**What you will do:** Pull out every line in the material below that contains the word "cage", and copy each of those lines in full.

**Extracted information:**

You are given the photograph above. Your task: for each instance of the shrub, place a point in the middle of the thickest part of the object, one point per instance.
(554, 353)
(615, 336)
...
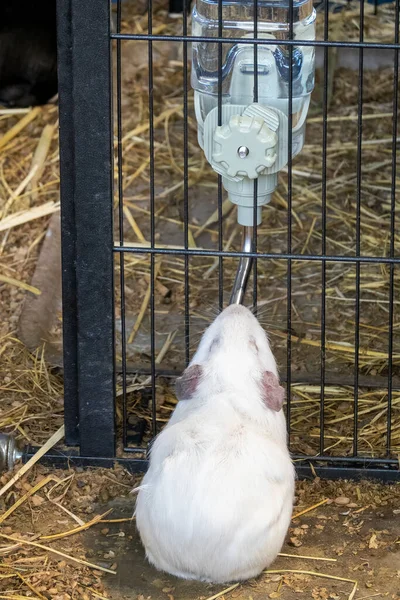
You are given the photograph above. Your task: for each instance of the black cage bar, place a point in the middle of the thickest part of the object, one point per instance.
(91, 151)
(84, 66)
--
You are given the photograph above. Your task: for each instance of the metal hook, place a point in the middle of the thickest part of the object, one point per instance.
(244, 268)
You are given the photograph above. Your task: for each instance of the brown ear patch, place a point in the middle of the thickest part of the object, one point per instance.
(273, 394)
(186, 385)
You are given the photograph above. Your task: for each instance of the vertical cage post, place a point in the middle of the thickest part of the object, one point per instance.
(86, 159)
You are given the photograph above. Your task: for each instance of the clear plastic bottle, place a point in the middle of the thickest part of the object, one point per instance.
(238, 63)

**Written response:**
You are given the photograph above. Your task: for each instance of the black cage bar, place a point in the middle of the thickest part of the object, one point per instance.
You are given the photograph above. Your task: for each instance of the vertical cage post, place a point in the middle of the thickest part of the object, one point per instance.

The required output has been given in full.